Task instructions →
#1 In the passage on Ms. Sharmila's hunger strike, what is the maximum sentence for the crime she is accused of?
#2 Write the next part of the passage on Ms. Sharmila's hunger strike, picking up after its final sentence.

Excerpt provided →

----

Among the dead were Chandramani Singh, a 17-year-old high school student
who had won a national award for bravery for saving his younger brother from
drowning in a fish pond when he was 4 years old. He had traveled to New Delhi to receive a clover-leaf-shaped medal
from then-Prime Minister Rajiv Gandhi. His older brother, Robin, was also
killed.
“The family was completely shattered,” said Manichandra Singh, the
brother Chandramani had plucked from the fishing pond, now a 25-year-old
doctor. “My two brothers who were living together with me suddenly killed in
cold blood by those fellows.”
Two days after the massacre, Ms. Sharmila sat on a hand-woven rug
beneath a metal roof along the main road and hung up a sign that read “Hunger
Strike,” said Babloo Loitangbam, a human rights activist and adviser to Ms.
Sharmila. Her goal was to get the central government to revoke the Armed Forces
Special Powers Act so that the men who carried out the attack on Malom could be
prosecuted.
“We thought it was going to be a few weeks,” Mr. Loitangbam said. “A
month at most.”
Almost immediately she was arrested under a clause of the Indian penal
code that makes attempting suicide a crime. She was hospitalized and force-fed,
a practice the World
Medical Association deems
“a form of inhuman and degrading treatment.”
Ever since then she has been shuttled between hospitals and courtrooms,
making an appearance every 15 days to reaffirm her wish to starve herself to
death. Once a year the court is obliged to release her — the maximum sentence
for the crime she is accused of is one year. She is usually arrested the
following day.
When she was released in 2006, allies helped smuggle her into New Delhi , where she briefly staged a hunger strike
at Jantar Mantar, a popular site of protests in the capital. But she was again
arrested, hospitalized and force-fed, then sent back to Manipur. She has not
left the state since.
Ms. Sharmila passes her days in almost complete solitude. Convicted
criminals are allowed two visits per week, but she is kept in isolation in her
hospital room. She does four hours of yoga a day and reads many books; her room
is lined with biographies of Nelson Mandela, the Rev. Dr. Martin Luther King
Jr. and Mahatma Gandhi, heroes of nonviolent struggles like hers.
But she is not averse to lighter fare. Asked what she had been reading
lately, her eyes grew wide.
“Stieg Larsson!” she replied, with a giggle. “Very impressive.”

----

Point localization data
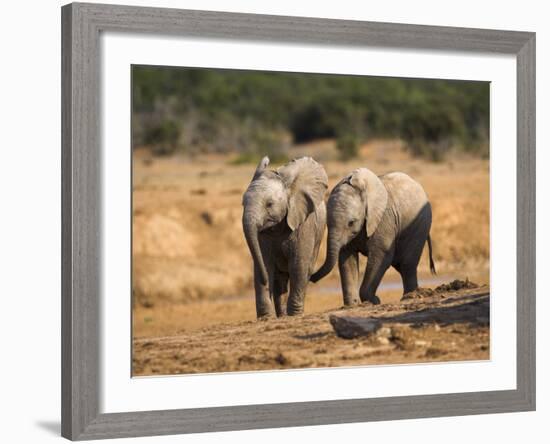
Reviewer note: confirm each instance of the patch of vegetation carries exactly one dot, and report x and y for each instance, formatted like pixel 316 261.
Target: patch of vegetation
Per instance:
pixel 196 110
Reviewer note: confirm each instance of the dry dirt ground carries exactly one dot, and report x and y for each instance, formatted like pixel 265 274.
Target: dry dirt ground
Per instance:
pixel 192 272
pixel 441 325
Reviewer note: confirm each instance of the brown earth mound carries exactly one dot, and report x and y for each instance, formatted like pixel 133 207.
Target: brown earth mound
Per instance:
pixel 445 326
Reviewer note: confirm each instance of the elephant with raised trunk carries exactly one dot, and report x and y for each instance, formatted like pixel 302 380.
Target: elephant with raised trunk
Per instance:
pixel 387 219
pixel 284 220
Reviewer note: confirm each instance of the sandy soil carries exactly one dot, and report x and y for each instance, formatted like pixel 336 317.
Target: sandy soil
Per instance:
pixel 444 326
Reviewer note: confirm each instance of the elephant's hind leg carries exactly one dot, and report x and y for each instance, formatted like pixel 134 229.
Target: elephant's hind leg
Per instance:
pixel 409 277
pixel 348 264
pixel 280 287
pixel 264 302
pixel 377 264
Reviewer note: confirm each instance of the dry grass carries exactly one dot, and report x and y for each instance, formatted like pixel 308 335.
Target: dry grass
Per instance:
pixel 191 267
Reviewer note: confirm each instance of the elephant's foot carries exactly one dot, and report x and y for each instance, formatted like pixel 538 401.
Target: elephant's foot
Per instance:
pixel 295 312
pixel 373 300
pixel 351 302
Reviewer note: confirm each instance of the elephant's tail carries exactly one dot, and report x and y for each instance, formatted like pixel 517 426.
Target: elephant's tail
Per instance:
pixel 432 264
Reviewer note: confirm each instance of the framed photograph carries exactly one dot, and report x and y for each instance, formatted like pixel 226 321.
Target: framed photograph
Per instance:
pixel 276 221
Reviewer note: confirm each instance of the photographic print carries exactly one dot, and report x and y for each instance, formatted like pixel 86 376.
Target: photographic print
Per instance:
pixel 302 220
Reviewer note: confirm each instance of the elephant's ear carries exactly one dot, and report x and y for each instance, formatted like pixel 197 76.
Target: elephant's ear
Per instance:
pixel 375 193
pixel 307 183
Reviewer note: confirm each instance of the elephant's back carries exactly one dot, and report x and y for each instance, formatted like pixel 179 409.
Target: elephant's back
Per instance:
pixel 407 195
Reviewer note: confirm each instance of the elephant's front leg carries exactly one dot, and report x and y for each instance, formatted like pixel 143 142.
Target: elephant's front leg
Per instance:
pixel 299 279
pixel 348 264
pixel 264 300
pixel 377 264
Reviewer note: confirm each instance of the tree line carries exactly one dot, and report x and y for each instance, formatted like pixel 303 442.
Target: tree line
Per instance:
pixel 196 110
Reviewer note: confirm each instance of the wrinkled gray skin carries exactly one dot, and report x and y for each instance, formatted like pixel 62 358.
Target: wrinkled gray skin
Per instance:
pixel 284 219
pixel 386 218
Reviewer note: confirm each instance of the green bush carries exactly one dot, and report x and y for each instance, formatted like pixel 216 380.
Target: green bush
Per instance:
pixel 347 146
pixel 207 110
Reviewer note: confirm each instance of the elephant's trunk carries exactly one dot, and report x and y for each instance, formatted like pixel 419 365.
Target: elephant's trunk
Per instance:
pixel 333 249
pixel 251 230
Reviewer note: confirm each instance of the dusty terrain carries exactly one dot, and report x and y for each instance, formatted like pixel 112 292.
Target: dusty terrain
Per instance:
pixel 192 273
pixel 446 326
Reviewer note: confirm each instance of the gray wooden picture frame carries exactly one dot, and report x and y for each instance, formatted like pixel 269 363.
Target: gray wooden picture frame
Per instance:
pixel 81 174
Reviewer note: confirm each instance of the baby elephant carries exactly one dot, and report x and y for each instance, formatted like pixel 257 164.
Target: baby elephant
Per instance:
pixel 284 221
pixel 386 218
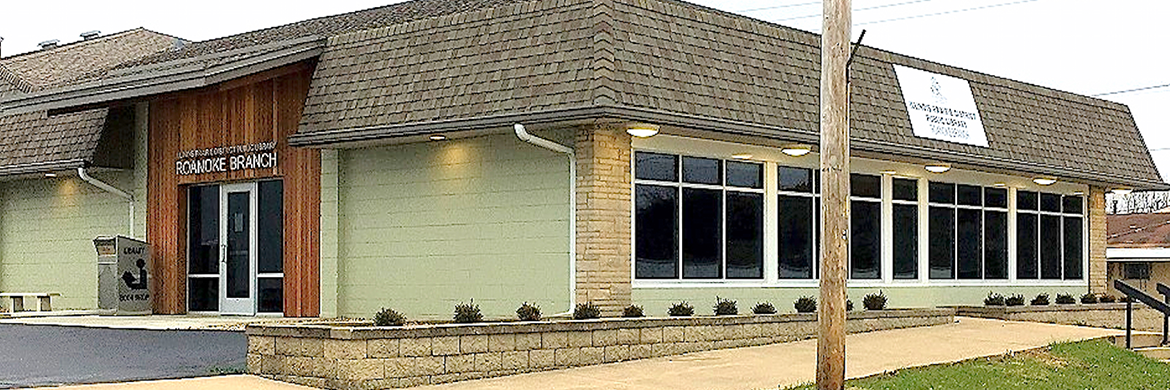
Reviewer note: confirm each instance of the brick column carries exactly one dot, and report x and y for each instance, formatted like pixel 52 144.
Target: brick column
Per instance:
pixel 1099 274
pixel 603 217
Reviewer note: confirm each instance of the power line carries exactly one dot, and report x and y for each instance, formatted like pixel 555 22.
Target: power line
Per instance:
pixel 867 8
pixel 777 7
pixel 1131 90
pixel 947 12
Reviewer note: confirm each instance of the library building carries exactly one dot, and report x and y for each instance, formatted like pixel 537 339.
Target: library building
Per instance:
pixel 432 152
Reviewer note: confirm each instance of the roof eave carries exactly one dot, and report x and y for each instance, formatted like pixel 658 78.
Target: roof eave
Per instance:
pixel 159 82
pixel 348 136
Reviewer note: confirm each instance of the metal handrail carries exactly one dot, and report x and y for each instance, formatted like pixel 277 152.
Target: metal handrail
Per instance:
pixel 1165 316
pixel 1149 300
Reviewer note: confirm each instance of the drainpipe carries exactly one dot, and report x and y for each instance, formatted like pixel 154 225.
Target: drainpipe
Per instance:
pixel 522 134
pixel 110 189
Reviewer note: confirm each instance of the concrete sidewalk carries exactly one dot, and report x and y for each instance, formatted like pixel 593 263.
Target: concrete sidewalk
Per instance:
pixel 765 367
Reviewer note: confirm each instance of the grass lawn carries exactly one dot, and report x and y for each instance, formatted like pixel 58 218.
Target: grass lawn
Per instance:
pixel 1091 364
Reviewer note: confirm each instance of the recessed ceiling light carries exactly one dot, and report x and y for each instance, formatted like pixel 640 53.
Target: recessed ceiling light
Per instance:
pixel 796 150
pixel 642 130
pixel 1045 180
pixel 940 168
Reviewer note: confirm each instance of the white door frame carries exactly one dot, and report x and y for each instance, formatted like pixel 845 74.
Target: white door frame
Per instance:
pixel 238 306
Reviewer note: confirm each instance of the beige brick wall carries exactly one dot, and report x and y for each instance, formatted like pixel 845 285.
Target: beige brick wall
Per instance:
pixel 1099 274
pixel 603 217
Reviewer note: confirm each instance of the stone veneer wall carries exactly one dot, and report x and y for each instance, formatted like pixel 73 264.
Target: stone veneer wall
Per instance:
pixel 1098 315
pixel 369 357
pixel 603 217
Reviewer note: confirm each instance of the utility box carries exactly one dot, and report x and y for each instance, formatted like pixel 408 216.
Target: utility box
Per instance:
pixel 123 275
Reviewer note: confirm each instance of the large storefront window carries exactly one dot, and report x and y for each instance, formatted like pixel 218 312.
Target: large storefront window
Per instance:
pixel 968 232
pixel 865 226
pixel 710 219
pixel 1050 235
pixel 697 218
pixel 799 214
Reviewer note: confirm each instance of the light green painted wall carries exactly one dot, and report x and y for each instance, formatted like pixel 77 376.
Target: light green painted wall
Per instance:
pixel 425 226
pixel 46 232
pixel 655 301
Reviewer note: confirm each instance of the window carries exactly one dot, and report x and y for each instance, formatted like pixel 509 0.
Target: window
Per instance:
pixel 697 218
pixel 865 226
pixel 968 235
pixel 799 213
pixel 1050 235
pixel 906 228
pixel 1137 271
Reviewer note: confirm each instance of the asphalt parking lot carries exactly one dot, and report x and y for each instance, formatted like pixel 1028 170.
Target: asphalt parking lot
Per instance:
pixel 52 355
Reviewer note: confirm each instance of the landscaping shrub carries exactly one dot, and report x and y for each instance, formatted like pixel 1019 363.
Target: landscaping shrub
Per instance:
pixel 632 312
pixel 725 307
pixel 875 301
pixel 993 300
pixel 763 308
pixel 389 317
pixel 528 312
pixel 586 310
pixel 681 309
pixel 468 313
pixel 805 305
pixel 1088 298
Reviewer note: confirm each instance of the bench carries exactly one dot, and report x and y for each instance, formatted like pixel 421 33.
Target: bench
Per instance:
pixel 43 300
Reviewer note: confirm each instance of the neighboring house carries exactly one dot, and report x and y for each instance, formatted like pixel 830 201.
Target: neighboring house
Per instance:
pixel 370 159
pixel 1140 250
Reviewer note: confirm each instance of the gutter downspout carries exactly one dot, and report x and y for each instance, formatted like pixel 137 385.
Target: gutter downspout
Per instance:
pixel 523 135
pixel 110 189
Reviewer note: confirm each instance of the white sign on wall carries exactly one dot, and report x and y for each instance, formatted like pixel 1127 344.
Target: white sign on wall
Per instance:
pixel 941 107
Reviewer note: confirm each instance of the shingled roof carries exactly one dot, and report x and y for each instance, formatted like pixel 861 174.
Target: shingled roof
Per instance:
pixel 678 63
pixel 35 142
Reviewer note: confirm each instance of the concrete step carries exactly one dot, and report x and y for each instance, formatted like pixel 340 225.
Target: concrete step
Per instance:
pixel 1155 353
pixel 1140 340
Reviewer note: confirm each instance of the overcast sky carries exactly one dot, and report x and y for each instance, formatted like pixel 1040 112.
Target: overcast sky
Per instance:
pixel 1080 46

----

Answers to the problems →
#1 One year.

#2
She said she had heard of Mr. Hazare and admired his dedication to his
cause.
“I feel very good thinking about his courage,” she said.
Mr. Hazare and his allies had written her a letter inviting her to join
their struggle against corruption.
“I cannot get the advantage of exercising my nonviolent protest for
justice against my concerned authority as a democratic citizen of a democratic
country,” she wrote in reply. “Let me get free, like
yours, to join your amazing crusade to root out corruption — which is the root
of all evils. Or you can come to Manipur, the most corruption affected region
in the world,” she also wrote.
Activists like Ms. Sharmila have been working to get the security laws
here dropped for years, to little effect. Debates about Manipur’s human rights
problems are more likely to be heard in international venues, like the United
Nations and the European Parliament, than in New Delhi .
Now Mr. Hazare’s fast has shone new light on Ms. Sharmila’s struggle.
Mr. Loitangbam has been inundated by calls from the Indian news media, and a
senior government minister, Salman Kursheed, also called, asking how Ms.
Sharmila’s fast could be ended, he said. Mr. Hazare himself has expressed
interest in visiting Ms. Sharmila in Manipur. But many here worry about some of
the nationalist elements that have rallied to his side.
“On the one hand, Anna is giving us a spotlight,” Mr. Loitangbam said.
“But we don’t want to be completely absorbed into it.”
Ms. Sharmila said she had no intention of giving up her fast until she
gets the justice she seeks.
“Until and unless my demand is fulfilled, I will be passing my life in
this way,” she said. “There is no other way.”